### [WHAT YOU SHOULD DO]
Copy the stretch of the data from the line containing "Mark a point on each instance of the plastic" through the end of the data, requests included, and raise every coordinate in the answers by 54.

-------

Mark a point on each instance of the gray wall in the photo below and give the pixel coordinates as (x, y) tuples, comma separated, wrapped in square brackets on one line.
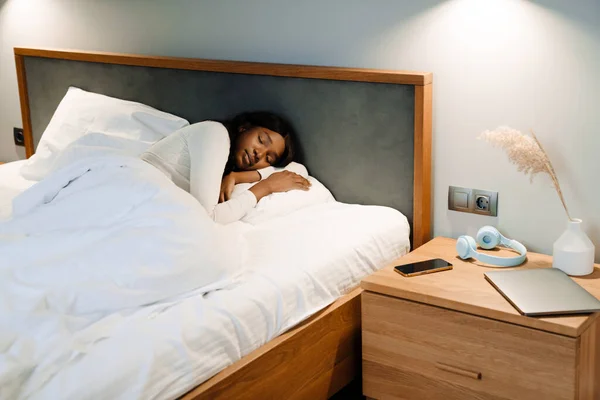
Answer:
[(527, 64)]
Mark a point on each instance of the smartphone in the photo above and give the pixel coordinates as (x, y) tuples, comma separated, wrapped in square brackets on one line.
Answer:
[(423, 267)]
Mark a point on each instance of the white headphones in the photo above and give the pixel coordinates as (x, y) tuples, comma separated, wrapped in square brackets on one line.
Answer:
[(488, 237)]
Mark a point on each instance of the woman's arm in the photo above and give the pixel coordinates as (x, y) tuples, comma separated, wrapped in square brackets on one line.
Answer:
[(233, 178), (234, 209)]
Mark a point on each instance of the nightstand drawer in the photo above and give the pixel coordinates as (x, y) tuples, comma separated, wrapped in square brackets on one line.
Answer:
[(417, 351)]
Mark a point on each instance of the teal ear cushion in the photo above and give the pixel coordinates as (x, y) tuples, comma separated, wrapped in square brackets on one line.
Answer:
[(465, 246), (488, 237)]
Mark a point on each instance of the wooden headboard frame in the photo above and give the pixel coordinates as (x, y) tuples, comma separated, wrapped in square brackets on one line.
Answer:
[(422, 83)]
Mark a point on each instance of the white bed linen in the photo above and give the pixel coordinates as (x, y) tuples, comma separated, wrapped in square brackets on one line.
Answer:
[(296, 266), (11, 184)]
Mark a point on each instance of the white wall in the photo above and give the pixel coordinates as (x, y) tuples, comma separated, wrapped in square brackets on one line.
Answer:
[(516, 62)]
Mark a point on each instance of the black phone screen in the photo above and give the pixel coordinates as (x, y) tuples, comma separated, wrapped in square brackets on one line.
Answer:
[(422, 266)]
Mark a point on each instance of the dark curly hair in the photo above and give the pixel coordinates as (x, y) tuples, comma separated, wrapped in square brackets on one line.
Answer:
[(264, 119)]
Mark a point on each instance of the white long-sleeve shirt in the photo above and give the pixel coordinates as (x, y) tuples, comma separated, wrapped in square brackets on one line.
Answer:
[(194, 158)]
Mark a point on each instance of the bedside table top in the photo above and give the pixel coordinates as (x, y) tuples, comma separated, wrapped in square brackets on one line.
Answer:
[(465, 289)]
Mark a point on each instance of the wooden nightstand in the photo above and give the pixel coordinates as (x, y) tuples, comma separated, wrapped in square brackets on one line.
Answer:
[(450, 335)]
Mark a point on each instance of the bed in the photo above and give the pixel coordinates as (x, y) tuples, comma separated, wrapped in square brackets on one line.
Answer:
[(311, 350)]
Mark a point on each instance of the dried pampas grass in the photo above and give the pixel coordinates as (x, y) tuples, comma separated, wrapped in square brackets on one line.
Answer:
[(526, 152)]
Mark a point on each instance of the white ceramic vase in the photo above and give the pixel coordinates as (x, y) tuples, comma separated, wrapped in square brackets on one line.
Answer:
[(573, 252)]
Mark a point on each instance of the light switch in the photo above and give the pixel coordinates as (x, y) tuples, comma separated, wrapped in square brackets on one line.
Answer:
[(461, 199)]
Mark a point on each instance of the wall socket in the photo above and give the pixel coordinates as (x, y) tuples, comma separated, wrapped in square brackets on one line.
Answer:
[(18, 137), (476, 201)]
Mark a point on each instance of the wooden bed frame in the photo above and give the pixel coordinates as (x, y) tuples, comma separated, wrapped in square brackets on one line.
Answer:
[(320, 356)]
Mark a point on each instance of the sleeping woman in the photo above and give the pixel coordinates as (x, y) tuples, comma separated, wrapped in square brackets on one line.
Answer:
[(208, 159)]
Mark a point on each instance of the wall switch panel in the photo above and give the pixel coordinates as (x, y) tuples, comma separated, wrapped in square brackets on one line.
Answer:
[(476, 201)]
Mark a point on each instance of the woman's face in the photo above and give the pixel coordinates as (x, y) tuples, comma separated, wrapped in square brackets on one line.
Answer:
[(257, 148)]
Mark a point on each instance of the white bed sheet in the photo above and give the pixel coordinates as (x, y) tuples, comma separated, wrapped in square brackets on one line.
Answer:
[(11, 184), (297, 265)]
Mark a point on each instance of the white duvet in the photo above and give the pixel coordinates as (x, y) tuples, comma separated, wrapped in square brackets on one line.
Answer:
[(99, 236), (108, 278)]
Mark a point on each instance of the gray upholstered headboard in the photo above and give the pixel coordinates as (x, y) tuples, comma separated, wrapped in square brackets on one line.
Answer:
[(365, 134)]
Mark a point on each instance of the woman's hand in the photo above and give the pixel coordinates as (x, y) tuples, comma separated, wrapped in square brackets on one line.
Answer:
[(285, 181), (280, 182), (227, 185)]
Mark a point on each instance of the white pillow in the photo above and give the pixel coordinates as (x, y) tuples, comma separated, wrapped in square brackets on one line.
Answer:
[(81, 113), (280, 204)]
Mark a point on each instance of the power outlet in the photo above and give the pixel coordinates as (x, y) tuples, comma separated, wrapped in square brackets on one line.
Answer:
[(19, 137), (474, 201), (482, 202)]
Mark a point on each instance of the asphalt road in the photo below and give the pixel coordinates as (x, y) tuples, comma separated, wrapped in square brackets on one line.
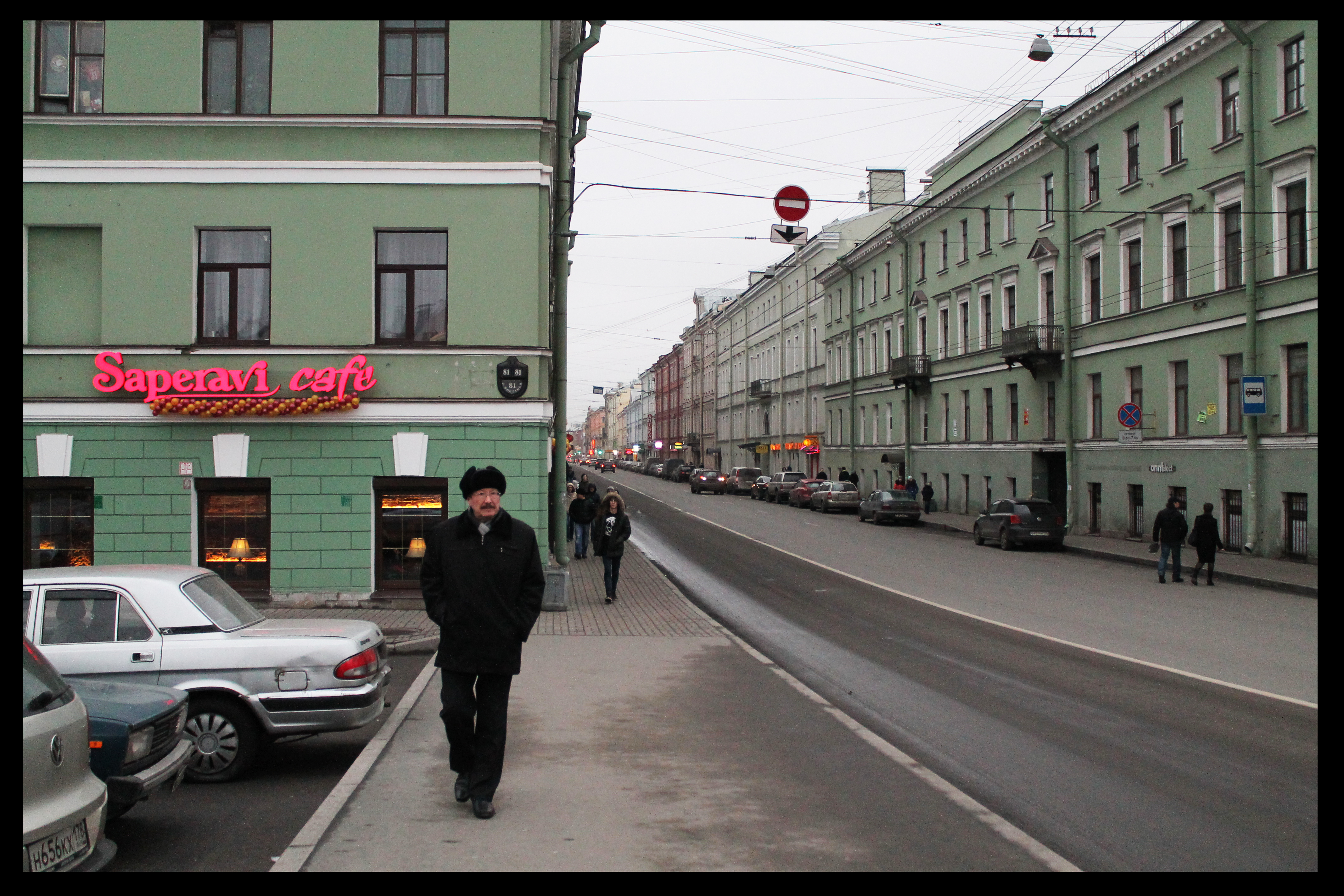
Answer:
[(1111, 764), (240, 825)]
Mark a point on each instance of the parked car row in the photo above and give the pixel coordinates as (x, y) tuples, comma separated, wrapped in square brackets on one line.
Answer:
[(174, 675)]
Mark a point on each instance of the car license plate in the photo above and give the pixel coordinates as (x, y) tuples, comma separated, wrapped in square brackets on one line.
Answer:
[(60, 848)]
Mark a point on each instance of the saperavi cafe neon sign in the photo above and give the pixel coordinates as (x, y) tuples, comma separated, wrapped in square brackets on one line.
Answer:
[(216, 391)]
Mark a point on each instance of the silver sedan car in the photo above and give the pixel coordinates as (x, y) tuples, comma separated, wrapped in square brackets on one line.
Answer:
[(250, 679)]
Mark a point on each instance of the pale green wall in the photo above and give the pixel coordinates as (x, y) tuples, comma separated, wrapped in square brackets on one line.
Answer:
[(324, 68), (322, 269), (478, 84), (154, 66), (65, 285)]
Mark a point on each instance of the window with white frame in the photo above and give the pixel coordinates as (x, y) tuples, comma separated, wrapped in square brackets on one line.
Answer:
[(1293, 76)]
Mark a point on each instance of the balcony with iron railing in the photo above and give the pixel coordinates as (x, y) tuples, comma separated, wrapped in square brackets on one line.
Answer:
[(1033, 347)]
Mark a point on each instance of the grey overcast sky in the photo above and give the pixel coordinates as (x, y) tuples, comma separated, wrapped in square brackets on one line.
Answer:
[(752, 107)]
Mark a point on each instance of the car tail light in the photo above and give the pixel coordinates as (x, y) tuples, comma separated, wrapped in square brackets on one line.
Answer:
[(359, 667)]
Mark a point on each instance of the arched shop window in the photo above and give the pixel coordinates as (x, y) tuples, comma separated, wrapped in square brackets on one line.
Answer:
[(405, 508), (234, 531)]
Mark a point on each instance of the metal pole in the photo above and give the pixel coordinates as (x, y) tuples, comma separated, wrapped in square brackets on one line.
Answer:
[(1251, 352), (1066, 287), (561, 242)]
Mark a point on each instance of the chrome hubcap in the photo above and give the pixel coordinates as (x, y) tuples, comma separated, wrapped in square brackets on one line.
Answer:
[(216, 739)]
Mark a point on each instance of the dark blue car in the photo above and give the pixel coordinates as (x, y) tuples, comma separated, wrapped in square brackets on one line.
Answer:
[(135, 738)]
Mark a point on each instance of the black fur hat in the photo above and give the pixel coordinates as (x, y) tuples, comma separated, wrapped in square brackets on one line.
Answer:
[(476, 480)]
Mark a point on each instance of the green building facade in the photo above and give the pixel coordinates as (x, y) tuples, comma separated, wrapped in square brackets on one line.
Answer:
[(1027, 296), (271, 220)]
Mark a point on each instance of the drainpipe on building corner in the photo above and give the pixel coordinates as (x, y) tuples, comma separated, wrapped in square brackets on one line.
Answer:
[(1066, 260), (561, 244), (1251, 352)]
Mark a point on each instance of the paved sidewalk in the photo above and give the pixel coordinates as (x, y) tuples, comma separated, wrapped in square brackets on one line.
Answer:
[(656, 745), (1284, 575)]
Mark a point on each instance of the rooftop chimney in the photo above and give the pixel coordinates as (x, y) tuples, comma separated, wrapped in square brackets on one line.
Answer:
[(886, 186)]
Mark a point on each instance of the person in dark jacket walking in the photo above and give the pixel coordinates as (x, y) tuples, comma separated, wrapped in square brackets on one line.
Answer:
[(611, 533), (582, 510), (1206, 543), (482, 581), (1170, 530)]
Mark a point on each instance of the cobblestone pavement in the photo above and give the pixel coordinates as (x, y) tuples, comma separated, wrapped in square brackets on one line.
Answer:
[(647, 605)]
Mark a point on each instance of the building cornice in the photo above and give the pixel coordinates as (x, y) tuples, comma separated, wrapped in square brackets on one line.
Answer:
[(176, 171)]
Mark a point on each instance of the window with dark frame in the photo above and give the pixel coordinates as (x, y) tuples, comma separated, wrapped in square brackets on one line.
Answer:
[(1132, 155), (234, 531), (1297, 421), (1234, 395), (414, 68), (70, 82), (1177, 132), (1295, 76), (58, 522), (1232, 92), (234, 287), (1233, 246), (1097, 413), (1295, 206), (1095, 288), (1135, 272), (1093, 175), (405, 512), (1178, 244), (412, 287), (238, 68), (1180, 391)]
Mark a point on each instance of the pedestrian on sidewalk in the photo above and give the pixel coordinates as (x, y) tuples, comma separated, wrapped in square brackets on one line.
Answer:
[(582, 510), (570, 494), (483, 584), (612, 533), (1170, 530), (1206, 542)]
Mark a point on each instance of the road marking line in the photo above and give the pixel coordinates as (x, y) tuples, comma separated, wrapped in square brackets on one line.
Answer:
[(996, 823), (995, 623), (305, 842)]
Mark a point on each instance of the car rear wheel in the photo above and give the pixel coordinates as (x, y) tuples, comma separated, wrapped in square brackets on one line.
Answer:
[(226, 738)]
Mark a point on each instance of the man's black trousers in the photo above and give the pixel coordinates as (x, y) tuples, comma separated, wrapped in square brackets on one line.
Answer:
[(476, 719)]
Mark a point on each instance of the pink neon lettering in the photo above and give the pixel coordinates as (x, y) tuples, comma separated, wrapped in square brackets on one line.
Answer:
[(112, 378), (302, 379), (155, 378)]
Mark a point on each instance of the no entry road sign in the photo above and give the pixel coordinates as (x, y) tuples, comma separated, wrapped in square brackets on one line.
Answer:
[(792, 203)]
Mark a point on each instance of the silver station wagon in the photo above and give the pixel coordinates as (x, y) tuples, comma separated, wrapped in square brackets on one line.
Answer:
[(252, 680)]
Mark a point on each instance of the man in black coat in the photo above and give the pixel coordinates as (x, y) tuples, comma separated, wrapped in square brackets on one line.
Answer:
[(483, 584), (1170, 529)]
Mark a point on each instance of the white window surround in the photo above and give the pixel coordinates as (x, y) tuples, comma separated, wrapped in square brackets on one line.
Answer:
[(54, 453), (1284, 171), (1171, 220)]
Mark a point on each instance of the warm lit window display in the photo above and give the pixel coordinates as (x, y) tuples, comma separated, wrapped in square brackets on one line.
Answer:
[(404, 523), (60, 529), (236, 538)]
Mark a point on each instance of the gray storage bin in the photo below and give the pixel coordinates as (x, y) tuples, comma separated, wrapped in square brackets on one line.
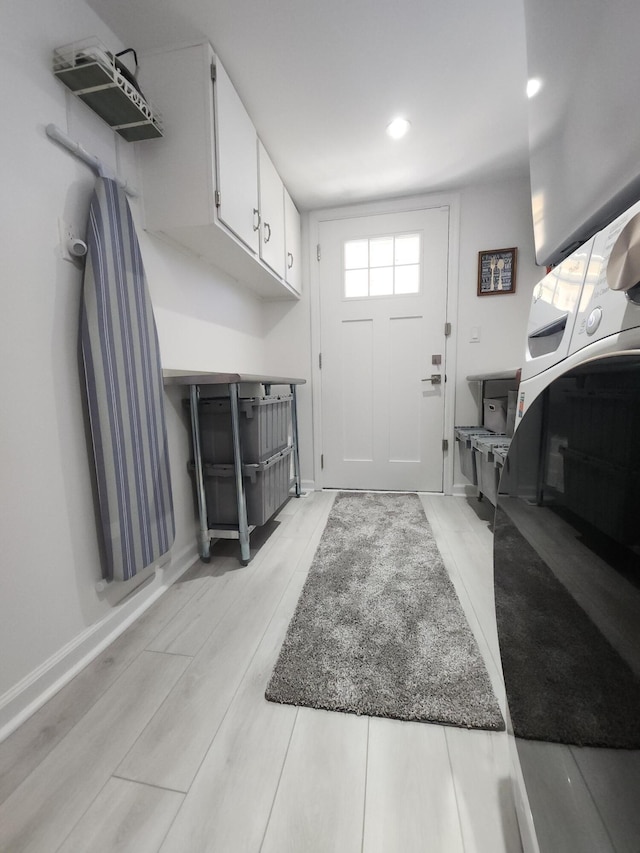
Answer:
[(264, 428), (464, 436), (495, 413), (266, 486), (487, 465)]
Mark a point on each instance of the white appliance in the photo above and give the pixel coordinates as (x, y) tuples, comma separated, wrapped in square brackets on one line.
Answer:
[(587, 306), (571, 500)]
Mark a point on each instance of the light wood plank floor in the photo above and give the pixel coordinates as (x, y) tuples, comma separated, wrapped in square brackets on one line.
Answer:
[(166, 743)]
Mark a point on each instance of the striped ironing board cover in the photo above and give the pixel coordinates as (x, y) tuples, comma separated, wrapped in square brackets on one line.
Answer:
[(125, 391)]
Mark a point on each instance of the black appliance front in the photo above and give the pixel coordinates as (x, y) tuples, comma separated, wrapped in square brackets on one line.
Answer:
[(567, 589)]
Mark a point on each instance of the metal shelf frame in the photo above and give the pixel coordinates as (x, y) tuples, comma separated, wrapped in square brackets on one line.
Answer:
[(194, 381)]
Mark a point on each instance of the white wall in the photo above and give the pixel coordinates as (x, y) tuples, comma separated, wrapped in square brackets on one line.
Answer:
[(50, 611), (492, 217), (51, 614)]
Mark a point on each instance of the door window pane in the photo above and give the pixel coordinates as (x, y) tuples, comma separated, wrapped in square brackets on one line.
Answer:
[(382, 266), (381, 252), (356, 254), (408, 279), (356, 283), (381, 281)]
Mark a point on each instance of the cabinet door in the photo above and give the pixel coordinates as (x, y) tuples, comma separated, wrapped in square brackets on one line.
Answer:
[(293, 245), (236, 162), (271, 213)]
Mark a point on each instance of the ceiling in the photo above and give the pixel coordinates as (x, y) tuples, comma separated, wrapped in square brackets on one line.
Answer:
[(322, 79)]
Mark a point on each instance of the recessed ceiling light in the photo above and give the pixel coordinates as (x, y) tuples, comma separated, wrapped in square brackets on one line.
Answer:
[(398, 128), (533, 87)]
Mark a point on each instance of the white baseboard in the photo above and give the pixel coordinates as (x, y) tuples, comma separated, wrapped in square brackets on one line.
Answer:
[(30, 694)]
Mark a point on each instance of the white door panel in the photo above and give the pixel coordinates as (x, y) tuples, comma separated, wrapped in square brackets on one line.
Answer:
[(382, 424)]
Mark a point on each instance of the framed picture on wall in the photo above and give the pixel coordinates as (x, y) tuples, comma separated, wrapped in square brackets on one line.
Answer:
[(497, 271)]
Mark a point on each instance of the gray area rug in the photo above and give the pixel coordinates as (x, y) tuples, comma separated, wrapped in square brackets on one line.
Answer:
[(565, 682), (379, 629)]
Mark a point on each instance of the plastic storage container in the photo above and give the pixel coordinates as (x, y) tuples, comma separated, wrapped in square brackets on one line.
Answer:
[(487, 466), (264, 428), (467, 460), (266, 486), (495, 413)]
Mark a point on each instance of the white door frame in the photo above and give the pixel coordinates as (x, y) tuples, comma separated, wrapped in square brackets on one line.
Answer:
[(398, 205)]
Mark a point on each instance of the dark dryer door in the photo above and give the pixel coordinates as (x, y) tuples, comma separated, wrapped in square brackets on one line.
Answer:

-------

### [RESPONSE FOR THIS EXERCISE]
Mark a point on each instance of the plastic storage container in the photo above and give the pixel coordinates as (x, y) tuples, comma separated, wrapped in square brackets on one line.
Answer:
[(541, 520), (318, 482), (521, 514), (320, 540), (549, 467)]
Mark a point on each instance of the white door frame in the photo above and give the pixel coordinates as (x, y) tuples, comma separated, wrapped in square brackets on one line.
Answer:
[(452, 259)]
Mark a point on each instance of the dark dryer door in the photo above and give the pixel coordinates as (x, y) tuples, comma separated, wrapped in square brackets on one line.
Answer:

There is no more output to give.